§ JOB
Repeat every line of the data exactly, but not the pictures.
★ ★ ★
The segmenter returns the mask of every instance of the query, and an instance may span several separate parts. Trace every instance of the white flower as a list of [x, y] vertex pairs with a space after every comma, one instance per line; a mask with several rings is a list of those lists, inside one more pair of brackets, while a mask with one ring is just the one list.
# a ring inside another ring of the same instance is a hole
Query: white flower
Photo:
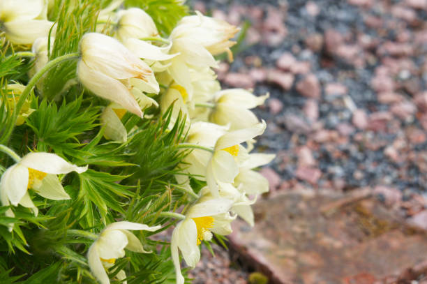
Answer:
[[231, 130], [247, 128], [259, 122], [250, 109], [262, 105], [269, 97], [257, 97], [243, 89], [220, 91], [215, 95], [216, 106], [209, 121], [219, 125], [230, 125]]
[[138, 8], [117, 12], [119, 22], [117, 36], [122, 43], [128, 38], [144, 38], [158, 36], [154, 21], [145, 11]]
[[[93, 276], [101, 284], [110, 284], [105, 267], [111, 267], [116, 260], [125, 255], [124, 248], [135, 253], [149, 253], [144, 250], [141, 242], [128, 230], [153, 232], [161, 226], [149, 227], [144, 224], [121, 221], [110, 224], [101, 232], [89, 249], [87, 260]], [[117, 274], [119, 280], [126, 278], [124, 271]], [[123, 281], [126, 283], [126, 281]]]
[[188, 208], [186, 218], [174, 229], [170, 249], [175, 266], [177, 284], [183, 284], [184, 278], [181, 273], [179, 251], [187, 265], [192, 267], [200, 260], [199, 245], [202, 241], [210, 241], [212, 232], [223, 234], [230, 232], [225, 230], [226, 225], [233, 220], [228, 211], [232, 201], [226, 198], [209, 198], [197, 202]]
[[227, 52], [231, 57], [230, 47], [236, 42], [229, 40], [240, 29], [221, 20], [204, 16], [200, 12], [196, 13], [183, 17], [175, 32], [179, 31], [181, 38], [203, 46], [213, 55]]
[[[228, 128], [209, 122], [197, 121], [191, 124], [186, 142], [213, 148], [216, 140], [225, 134]], [[199, 149], [193, 149], [183, 159], [183, 171], [197, 179], [206, 180], [206, 168], [212, 154]]]
[[46, 20], [47, 9], [44, 0], [1, 0], [1, 29], [13, 43], [32, 44], [37, 38], [47, 36], [54, 24]]
[[126, 110], [117, 103], [112, 103], [104, 109], [100, 120], [105, 128], [104, 130], [105, 139], [121, 142], [126, 142], [128, 140], [128, 132], [121, 123], [121, 118], [126, 113]]
[[138, 103], [143, 107], [149, 101], [155, 103], [143, 94], [158, 94], [160, 90], [153, 71], [116, 39], [101, 33], [87, 33], [80, 41], [80, 52], [79, 79], [96, 95], [141, 117]]
[[234, 186], [241, 188], [249, 195], [257, 195], [269, 191], [269, 181], [252, 169], [268, 164], [276, 157], [274, 154], [251, 154], [239, 165], [239, 174], [234, 179]]
[[248, 158], [246, 149], [240, 143], [260, 135], [265, 127], [262, 121], [250, 128], [226, 133], [216, 141], [206, 170], [206, 180], [213, 195], [218, 196], [218, 182], [233, 183], [239, 174], [238, 162]]
[[[39, 195], [53, 200], [70, 199], [57, 174], [85, 172], [87, 167], [77, 167], [50, 153], [29, 153], [18, 163], [6, 170], [0, 180], [1, 204], [18, 204], [31, 208], [37, 215], [38, 210], [28, 193], [33, 189]], [[9, 215], [13, 216], [12, 211]]]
★ ★ ★
§ SOLUTION BELOW
The segmenter returns the mask of every instance of the query, and an instance may span several separate parts. Trace every instance of the white flower as a list of [x, y] vertex pairs with a space after every comma, one instance per line; a mask with several rings is a list of those lists, inside one more pair of brackets, while a mask with one ring is just the one list.
# a ring inside another ring of the same instance is a hole
Query: white flower
Photo:
Answer:
[[231, 130], [247, 128], [259, 122], [250, 109], [262, 105], [269, 97], [257, 97], [243, 89], [220, 91], [215, 95], [216, 106], [209, 121], [219, 125], [230, 125]]
[[138, 8], [117, 12], [119, 22], [117, 36], [122, 43], [128, 38], [144, 38], [158, 36], [154, 21], [145, 11]]
[[[93, 276], [101, 284], [110, 284], [105, 267], [111, 267], [116, 260], [125, 255], [124, 248], [135, 253], [149, 253], [144, 250], [141, 242], [128, 230], [153, 232], [161, 226], [149, 227], [144, 224], [121, 221], [110, 224], [101, 232], [89, 249], [87, 260]], [[117, 274], [119, 280], [126, 278], [124, 271]], [[123, 281], [126, 283], [126, 281]]]
[[188, 208], [186, 218], [174, 229], [170, 249], [175, 266], [177, 284], [183, 284], [184, 278], [181, 273], [179, 251], [187, 265], [192, 267], [200, 260], [199, 245], [202, 241], [210, 241], [212, 232], [223, 234], [230, 232], [225, 230], [226, 225], [233, 220], [228, 211], [232, 201], [226, 198], [209, 198], [197, 202]]
[[227, 52], [231, 57], [230, 47], [236, 42], [229, 40], [240, 29], [221, 20], [204, 16], [200, 12], [196, 13], [183, 17], [175, 32], [179, 31], [181, 38], [203, 46], [213, 55]]
[[[228, 128], [209, 122], [197, 121], [191, 124], [186, 142], [213, 148], [216, 140], [225, 134]], [[199, 149], [193, 149], [183, 159], [183, 171], [197, 179], [206, 180], [206, 168], [212, 154]]]
[[46, 20], [47, 9], [44, 0], [1, 0], [1, 29], [13, 43], [32, 44], [37, 38], [47, 36], [54, 24]]
[[126, 110], [117, 103], [112, 103], [104, 109], [100, 120], [105, 128], [104, 130], [105, 139], [121, 142], [126, 142], [128, 140], [128, 132], [121, 123], [121, 118], [126, 113]]
[[138, 103], [143, 107], [149, 101], [155, 103], [143, 94], [158, 94], [160, 90], [153, 71], [116, 39], [101, 33], [87, 33], [80, 41], [80, 52], [79, 79], [96, 95], [141, 117]]
[[234, 186], [241, 188], [249, 195], [257, 195], [269, 191], [269, 181], [252, 169], [268, 164], [276, 157], [274, 154], [251, 154], [239, 165], [239, 174], [234, 179]]
[[248, 158], [246, 149], [240, 143], [260, 135], [265, 127], [262, 121], [250, 128], [226, 133], [216, 141], [206, 170], [206, 180], [213, 195], [218, 196], [218, 182], [233, 183], [239, 174], [238, 162]]
[[[39, 195], [53, 200], [70, 199], [57, 174], [85, 172], [87, 167], [77, 167], [50, 153], [29, 153], [18, 163], [6, 170], [0, 180], [1, 204], [18, 204], [31, 208], [37, 215], [38, 210], [28, 193], [33, 189]], [[9, 215], [13, 216], [12, 211]]]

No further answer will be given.